WRITTEN TASK:
Please return every entry below word for word, leaving out the pictures.

** Start of DATA TO USE **

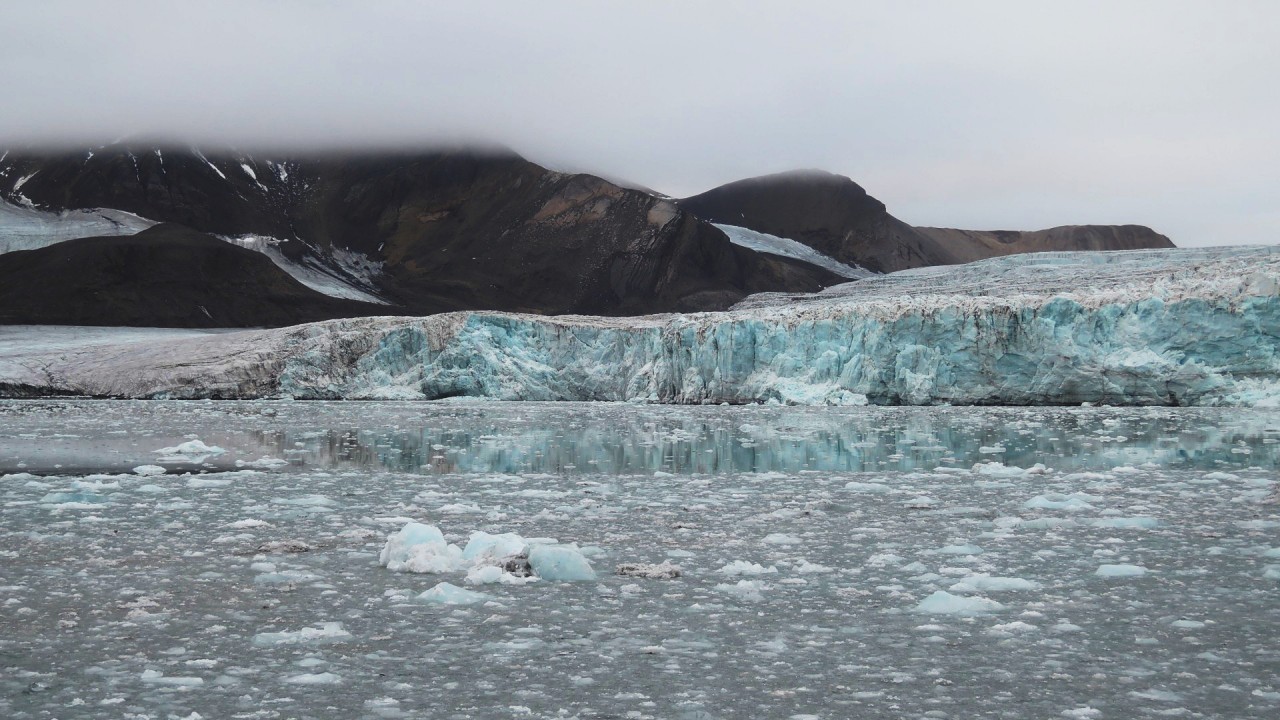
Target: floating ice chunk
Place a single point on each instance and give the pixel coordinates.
(946, 604)
(1057, 501)
(420, 548)
(959, 550)
(248, 523)
(1001, 470)
(990, 583)
(324, 633)
(286, 577)
(158, 678)
(855, 486)
(1139, 523)
(263, 463)
(1120, 570)
(484, 547)
(749, 591)
(314, 679)
(663, 570)
(1046, 523)
(560, 563)
(489, 574)
(744, 568)
(1016, 627)
(807, 568)
(305, 501)
(448, 593)
(192, 450)
(1162, 696)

** End of DATA TO USE **

RESPONSE TO THE EXERCISE:
Target: floating ice chunk
Place a single point on each instance and give the pixel coordinates.
(946, 604)
(1057, 501)
(420, 548)
(959, 550)
(248, 523)
(1001, 470)
(990, 583)
(324, 633)
(286, 577)
(158, 678)
(855, 486)
(1139, 523)
(263, 463)
(1120, 570)
(484, 547)
(749, 591)
(314, 679)
(663, 570)
(1046, 523)
(560, 563)
(489, 574)
(744, 568)
(1016, 627)
(807, 568)
(305, 501)
(448, 593)
(192, 450)
(1162, 696)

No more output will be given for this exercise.